[Opening The data section]
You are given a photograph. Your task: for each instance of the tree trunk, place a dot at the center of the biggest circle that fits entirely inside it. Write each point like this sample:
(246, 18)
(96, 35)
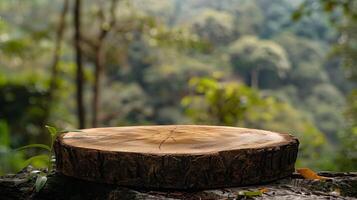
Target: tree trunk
(79, 73)
(99, 66)
(59, 187)
(56, 53)
(176, 156)
(255, 78)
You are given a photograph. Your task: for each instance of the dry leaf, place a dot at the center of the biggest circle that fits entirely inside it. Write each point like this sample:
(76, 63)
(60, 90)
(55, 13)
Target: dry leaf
(309, 174)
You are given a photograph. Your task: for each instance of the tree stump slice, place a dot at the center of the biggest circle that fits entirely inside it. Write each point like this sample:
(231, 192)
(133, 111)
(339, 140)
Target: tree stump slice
(176, 156)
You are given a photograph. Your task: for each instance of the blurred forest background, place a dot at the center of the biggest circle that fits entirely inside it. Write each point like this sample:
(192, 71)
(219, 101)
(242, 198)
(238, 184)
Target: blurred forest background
(281, 65)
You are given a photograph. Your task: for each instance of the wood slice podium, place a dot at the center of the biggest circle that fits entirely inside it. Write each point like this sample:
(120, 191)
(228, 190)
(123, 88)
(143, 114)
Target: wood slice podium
(176, 156)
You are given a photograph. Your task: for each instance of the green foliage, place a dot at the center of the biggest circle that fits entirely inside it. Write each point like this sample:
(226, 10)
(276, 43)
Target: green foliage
(251, 55)
(9, 161)
(214, 26)
(233, 104)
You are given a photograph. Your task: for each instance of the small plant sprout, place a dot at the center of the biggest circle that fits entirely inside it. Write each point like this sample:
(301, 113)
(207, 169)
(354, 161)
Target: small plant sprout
(46, 158)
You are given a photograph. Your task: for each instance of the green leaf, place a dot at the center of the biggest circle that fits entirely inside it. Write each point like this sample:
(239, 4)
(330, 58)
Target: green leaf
(67, 131)
(40, 182)
(52, 130)
(4, 134)
(41, 158)
(34, 146)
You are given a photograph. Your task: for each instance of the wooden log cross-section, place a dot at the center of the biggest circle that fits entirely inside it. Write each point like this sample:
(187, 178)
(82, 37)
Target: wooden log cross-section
(176, 156)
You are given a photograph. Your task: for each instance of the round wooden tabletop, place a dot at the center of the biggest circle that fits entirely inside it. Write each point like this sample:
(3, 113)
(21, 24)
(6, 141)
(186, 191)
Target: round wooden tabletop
(176, 156)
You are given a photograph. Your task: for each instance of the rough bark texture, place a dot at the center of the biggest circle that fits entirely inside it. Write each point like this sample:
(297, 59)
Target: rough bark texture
(59, 187)
(217, 169)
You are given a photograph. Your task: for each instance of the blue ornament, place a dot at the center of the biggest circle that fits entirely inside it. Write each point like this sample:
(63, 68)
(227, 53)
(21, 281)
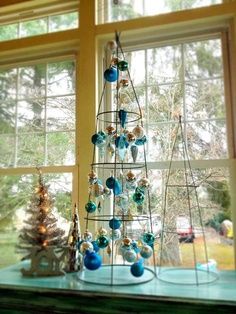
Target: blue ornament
(137, 269)
(114, 223)
(102, 241)
(95, 246)
(146, 251)
(111, 74)
(148, 238)
(130, 256)
(138, 197)
(121, 142)
(97, 139)
(141, 141)
(90, 207)
(122, 117)
(114, 184)
(135, 246)
(92, 260)
(123, 65)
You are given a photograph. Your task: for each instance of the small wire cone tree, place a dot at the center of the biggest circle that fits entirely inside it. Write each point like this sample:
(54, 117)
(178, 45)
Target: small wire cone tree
(41, 229)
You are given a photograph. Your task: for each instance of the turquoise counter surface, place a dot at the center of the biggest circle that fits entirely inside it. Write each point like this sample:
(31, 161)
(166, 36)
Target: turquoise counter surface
(65, 294)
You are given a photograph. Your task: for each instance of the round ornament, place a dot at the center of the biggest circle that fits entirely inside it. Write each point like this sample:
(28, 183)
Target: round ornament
(102, 241)
(130, 256)
(110, 130)
(102, 231)
(92, 260)
(141, 141)
(111, 45)
(90, 207)
(88, 235)
(92, 177)
(130, 177)
(95, 246)
(143, 183)
(115, 234)
(146, 251)
(127, 241)
(130, 137)
(137, 269)
(97, 190)
(123, 65)
(138, 131)
(138, 197)
(148, 238)
(97, 139)
(111, 74)
(115, 223)
(85, 246)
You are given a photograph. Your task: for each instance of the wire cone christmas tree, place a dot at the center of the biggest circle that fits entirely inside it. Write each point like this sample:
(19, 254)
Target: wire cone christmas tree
(41, 230)
(118, 202)
(181, 215)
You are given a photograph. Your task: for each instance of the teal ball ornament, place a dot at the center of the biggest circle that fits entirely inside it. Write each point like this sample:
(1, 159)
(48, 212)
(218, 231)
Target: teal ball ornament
(92, 260)
(115, 223)
(129, 256)
(115, 234)
(123, 65)
(137, 269)
(111, 74)
(138, 197)
(90, 207)
(146, 251)
(148, 238)
(102, 241)
(95, 246)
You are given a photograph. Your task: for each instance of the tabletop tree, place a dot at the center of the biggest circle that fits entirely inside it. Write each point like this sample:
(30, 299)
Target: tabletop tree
(41, 232)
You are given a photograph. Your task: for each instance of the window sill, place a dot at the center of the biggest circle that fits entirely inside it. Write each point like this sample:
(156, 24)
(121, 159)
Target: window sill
(66, 294)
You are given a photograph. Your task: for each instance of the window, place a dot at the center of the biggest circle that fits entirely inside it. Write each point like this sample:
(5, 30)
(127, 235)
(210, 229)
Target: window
[Closing The data section]
Copy out the data verbatim, with no pictures.

You are given a photograph. Your task: for each instance of the tree trunk, place a dot at the center of the biggest circle that fits entirely inside it. Write each point like this sample:
(246, 18)
(96, 35)
Target: tree trunk
(79, 73)
(99, 66)
(59, 187)
(56, 53)
(176, 156)
(255, 78)
You are given a photograph. Your task: for each instance of the dry leaf, place a dot at the center of the biggest circle that fits entirely inside it. Write each point like this sample:
(76, 63)
(60, 90)
(55, 13)
Target: dry leaf
(309, 174)
You are given a photograph. Your task: for each instance of the tree stump slice, place a dot at the center of the biggest circle that fits entirely inside it. Write each point like this sample:
(231, 192)
(133, 111)
(339, 140)
Target: tree stump slice
(176, 156)
You are given a photograph. Your task: for each instance of the blurred forest background, place a dot at the center of the biggest circle that fits entirely inside it. Write each point like this sample:
(192, 71)
(219, 101)
(242, 198)
(238, 184)
Target: blurred forest background
(281, 65)
You are given a photograph. Your task: for each instance of the wood slice podium, place a dot at the center of the biggest circle that fits entirely inside it. Write each point like this sample:
(120, 191)
(228, 190)
(123, 88)
(143, 114)
Target: wood slice podium
(176, 156)
You are given a photograph. Your task: for each instance of the green foliage, place a dot at the center of the biggest circle that fits entirely inside it. Write each point like this sample:
(226, 10)
(276, 43)
Target: green foliage
(251, 55)
(9, 161)
(214, 26)
(233, 104)
You are given a photograph. Your task: for each instance of the small plant sprout, place a dot at the center of the biggest circle that fits entirely inside it. Write each point like this sample:
(301, 113)
(207, 169)
(354, 161)
Target: small plant sprout
(46, 158)
You are given a photograph. Your task: for each instance of the green leaf, place a dot at the center of the biggest circle that fits entirely inside it. Write each point like this sample:
(239, 4)
(330, 58)
Target: green leaf
(67, 131)
(40, 182)
(52, 130)
(4, 134)
(41, 158)
(34, 146)
You are given a photograph. Your task: for each instance of the wooden log cross-section, place a dot at the center of the biggest circle that fits entirely inside it. Write each point like this sample:
(187, 178)
(82, 37)
Target: wooden log cross-section
(176, 156)
You are given a photograph. Your task: for each instance of the round wooden tabletop, place a dot at the center of the biggest circle that fits entirely inside it. Write each point like this sample:
(3, 113)
(21, 24)
(6, 141)
(186, 191)
Target: round wooden tabletop
(176, 156)
You are given a photograph. Your task: for each instance of the rough bark texture, place a dot at the center of the biggest circle that fits entirely inside it. Write each point like this sample:
(297, 59)
Target: rough bark texture
(59, 187)
(217, 169)
You are given a photograph. Your task: for each instance of the blue ornament, place a dot at the center of the biggest circle that fits entirely inside it. Write each point like this sample:
(63, 68)
(227, 53)
(21, 281)
Target: blue ornament
(137, 269)
(114, 223)
(102, 241)
(95, 246)
(146, 251)
(111, 74)
(148, 238)
(130, 256)
(138, 197)
(121, 142)
(97, 139)
(141, 141)
(90, 207)
(122, 117)
(114, 184)
(135, 246)
(92, 260)
(123, 65)
You are given a photograph. Your task: for each instance of the small wire cone tree, place a dot at the center of the biggest circle that fits entirely inside it. Write each point like this sample:
(54, 117)
(178, 45)
Target: small wire cone tree
(41, 229)
You are given a photograph. Your task: for each instance of the turquoise counter surface, place a dot at the center of the biggest circle that fits entirely inside it. Write each point like this sample:
(31, 161)
(166, 36)
Target: turquoise counter surface
(65, 294)
You are given a photograph. Your task: for each instance of the round ornament, place a dot at the center of the biggest circle that fits entirely inside it. Write each point like this sample:
(28, 183)
Target: round ornament
(102, 241)
(130, 256)
(110, 130)
(102, 231)
(92, 260)
(141, 141)
(111, 45)
(90, 207)
(88, 235)
(92, 177)
(130, 177)
(95, 246)
(143, 183)
(115, 234)
(146, 251)
(127, 241)
(130, 137)
(137, 269)
(97, 190)
(123, 65)
(138, 131)
(138, 197)
(148, 238)
(97, 139)
(111, 74)
(115, 223)
(85, 246)
You are given a photograph. Your task: for each instance of the wire cone christmas tree, place a dot at the center of the biggest circle that fits entirely inside it. Write each point like this sample:
(19, 254)
Target: wire cone christmas tree
(41, 230)
(118, 202)
(181, 215)
You are given a photograph. Your task: for each instance of the teal ball ornament, place a dot at the center of the biggest circle that fits entirely inside it. Write each point like this sample:
(1, 159)
(48, 212)
(218, 231)
Target: teal ball ornament
(92, 260)
(115, 223)
(129, 256)
(115, 234)
(123, 65)
(137, 269)
(111, 74)
(138, 197)
(90, 207)
(146, 251)
(148, 238)
(102, 241)
(95, 246)
You are given a photograph. Your task: for each instance of the tabletop tree, place a dot at the center of the biggest circle that fits entirely inside it. Write each point like this sample:
(30, 299)
Target: tabletop tree
(41, 232)
You are given a photograph. Your task: for each instance of the window sill, place a dot at the center of the biggest circle that fits entirely inside it. Write each point like this sample:
(156, 24)
(121, 159)
Target: window sill
(66, 294)
You are given a photograph. Your task: for each instance of the window, place a dot at the center of the biggest circle that fits entirely inside it. Write each point like this sample:
(5, 30)
(127, 235)
(210, 229)
Target: window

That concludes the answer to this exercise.